Extracted data entries:
***

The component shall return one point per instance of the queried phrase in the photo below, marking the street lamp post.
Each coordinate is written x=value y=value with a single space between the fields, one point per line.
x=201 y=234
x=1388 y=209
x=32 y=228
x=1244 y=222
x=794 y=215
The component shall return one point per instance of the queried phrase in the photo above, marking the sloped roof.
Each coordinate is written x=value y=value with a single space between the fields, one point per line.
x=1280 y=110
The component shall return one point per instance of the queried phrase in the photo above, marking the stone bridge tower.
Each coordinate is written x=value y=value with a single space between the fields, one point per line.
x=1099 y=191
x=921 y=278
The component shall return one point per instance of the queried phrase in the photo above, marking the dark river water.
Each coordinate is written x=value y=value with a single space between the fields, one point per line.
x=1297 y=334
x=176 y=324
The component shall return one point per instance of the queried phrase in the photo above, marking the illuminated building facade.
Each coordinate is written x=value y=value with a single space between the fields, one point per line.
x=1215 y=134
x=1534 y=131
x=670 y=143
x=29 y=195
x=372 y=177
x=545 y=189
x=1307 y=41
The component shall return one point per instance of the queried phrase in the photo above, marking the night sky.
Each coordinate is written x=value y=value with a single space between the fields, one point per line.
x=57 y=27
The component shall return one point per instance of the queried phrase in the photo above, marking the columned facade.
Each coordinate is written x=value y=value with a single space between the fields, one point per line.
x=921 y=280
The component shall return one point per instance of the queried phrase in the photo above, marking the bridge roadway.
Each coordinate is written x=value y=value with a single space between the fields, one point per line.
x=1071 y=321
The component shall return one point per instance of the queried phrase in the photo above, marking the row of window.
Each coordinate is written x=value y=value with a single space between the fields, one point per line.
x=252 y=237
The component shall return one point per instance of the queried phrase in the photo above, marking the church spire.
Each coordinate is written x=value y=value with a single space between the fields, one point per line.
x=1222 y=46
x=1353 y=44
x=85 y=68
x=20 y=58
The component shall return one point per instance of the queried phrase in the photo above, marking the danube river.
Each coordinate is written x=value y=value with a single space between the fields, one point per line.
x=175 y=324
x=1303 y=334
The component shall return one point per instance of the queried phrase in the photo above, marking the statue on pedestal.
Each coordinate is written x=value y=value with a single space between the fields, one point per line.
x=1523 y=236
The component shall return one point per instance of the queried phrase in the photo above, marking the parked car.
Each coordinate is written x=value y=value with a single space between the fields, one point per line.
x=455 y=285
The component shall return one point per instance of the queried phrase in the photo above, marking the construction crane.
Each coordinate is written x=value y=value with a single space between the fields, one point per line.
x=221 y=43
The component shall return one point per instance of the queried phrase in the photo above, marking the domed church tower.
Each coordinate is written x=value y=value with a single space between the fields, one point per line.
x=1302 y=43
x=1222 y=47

***

> _AIM OF THE TASK_: Each line above is to be repeated exactly.

> _THE ANSWER_:
The component shall return one point per instance of the queried phrase in the photo below, marking the street lamp post.
Each coordinate is written x=value y=value with a single space between the fields, one point per line.
x=201 y=234
x=1388 y=209
x=32 y=228
x=1244 y=222
x=794 y=215
The component shall return one point per instance of the queried phrase in the photo above, marking the sloped roof.
Each coordinate is written x=value y=value with a single space between the fields, one point per line.
x=1280 y=110
The component shall return one point per instance of the queried phrase in the photo above, marking the stone bridge tower.
Each coordinate is written x=value y=value with a single space between the fields, one point per line.
x=1099 y=191
x=921 y=278
The component shall return one point per instance of the queried phrase in the photo above, marking the dark river water.
Each coordinate is written x=value y=value with a single space between the fields, one point per line.
x=1297 y=334
x=176 y=324
The component shall return one point per instance of the queried phrase in the photo above, marking the illuminated building facade.
Each coordinate is written x=value y=value with a single space between the fields, one point per line.
x=1215 y=134
x=1534 y=131
x=670 y=143
x=29 y=195
x=372 y=177
x=545 y=189
x=1307 y=41
The component shall return one point per instance of the queried phrase in the photo above, marking the night sky.
Each coordinate is written x=value y=value with a single space between the fields, one point per line.
x=57 y=27
The component shall return one point per instance of the queried phrase in the photo above, marking the columned facade.
Each coordinate is written x=value y=value with a single space between the fields, one point per line.
x=921 y=280
The component shall return one point per instance of the queried phrase in the photo above, marking the bridge roadway.
Each coordinate is written x=value y=value with a single space between the fields, one point per line.
x=1071 y=321
The component shall return one point per instance of the queried phrase in the photo above, marking the row of window.
Each coordinate is written x=value y=value with a single space between the fields, one point per line.
x=252 y=237
The component shall return one point per instance of the queried phrase in the photo above, marking the church spire.
Each coordinate is written x=value y=value with a single space between the fields, one point per line.
x=1222 y=46
x=1353 y=44
x=85 y=68
x=20 y=58
The component shall return one point per instance of the queried phrase in the photo above, marking the danube river.
Each coordinate is written x=value y=value with a single space between the fields, one point per line.
x=175 y=324
x=1303 y=334
The component shall return one point per instance of the queried phrase in the photo above, marking the statue on pedestal.
Each coordinate is written x=value y=value with a single space between the fields, one point per line.
x=1523 y=236
The component shall return one point per instance of the queried phrase in the photo above, marking the parked car.
Each coordinate is written x=value y=value with a single space between the fields, one point per line.
x=455 y=285
The component shall return one point per instance of the queried phrase in the photo above, marking the construction crane.
Each coordinate is written x=value y=value with a single space between the fields, one point per line.
x=221 y=43
The component shall return one point per instance of the queried phrase in the photo above, marking the domed church tower.
Each coordinate is written x=value y=value with a single space between the fields, one point per line.
x=1302 y=43
x=1222 y=47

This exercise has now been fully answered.